What needs to be done
Check each line of the entries for the string "roof". Report only how many lines have it.

Extracted records
________________________________________
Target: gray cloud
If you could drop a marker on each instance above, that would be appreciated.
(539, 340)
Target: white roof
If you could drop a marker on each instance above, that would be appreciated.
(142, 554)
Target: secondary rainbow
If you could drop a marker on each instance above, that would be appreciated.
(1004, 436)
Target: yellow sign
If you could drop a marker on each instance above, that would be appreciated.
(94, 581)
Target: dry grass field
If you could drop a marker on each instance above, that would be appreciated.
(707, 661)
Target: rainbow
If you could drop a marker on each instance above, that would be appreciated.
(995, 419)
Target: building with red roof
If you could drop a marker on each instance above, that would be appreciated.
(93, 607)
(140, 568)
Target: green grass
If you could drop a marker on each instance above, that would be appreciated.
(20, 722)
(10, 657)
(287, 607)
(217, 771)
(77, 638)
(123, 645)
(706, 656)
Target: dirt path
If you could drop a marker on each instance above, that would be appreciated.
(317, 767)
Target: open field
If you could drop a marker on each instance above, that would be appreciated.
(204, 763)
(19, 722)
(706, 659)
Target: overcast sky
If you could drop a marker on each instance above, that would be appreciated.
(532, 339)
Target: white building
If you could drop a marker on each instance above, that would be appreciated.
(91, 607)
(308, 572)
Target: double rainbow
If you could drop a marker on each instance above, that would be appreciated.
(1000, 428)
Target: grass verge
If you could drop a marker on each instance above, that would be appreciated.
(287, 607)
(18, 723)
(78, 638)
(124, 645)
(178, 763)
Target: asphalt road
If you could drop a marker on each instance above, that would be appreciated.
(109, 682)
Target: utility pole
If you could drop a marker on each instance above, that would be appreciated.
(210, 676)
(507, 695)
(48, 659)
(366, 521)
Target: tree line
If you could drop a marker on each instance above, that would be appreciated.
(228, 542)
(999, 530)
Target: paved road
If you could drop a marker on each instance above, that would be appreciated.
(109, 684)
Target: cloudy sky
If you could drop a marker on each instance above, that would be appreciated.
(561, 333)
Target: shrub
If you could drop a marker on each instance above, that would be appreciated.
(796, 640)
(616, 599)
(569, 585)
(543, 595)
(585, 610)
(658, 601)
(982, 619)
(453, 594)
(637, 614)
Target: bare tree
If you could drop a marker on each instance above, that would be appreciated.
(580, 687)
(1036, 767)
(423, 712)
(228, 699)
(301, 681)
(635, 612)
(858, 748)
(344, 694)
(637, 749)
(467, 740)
________________________________________
Written solution
2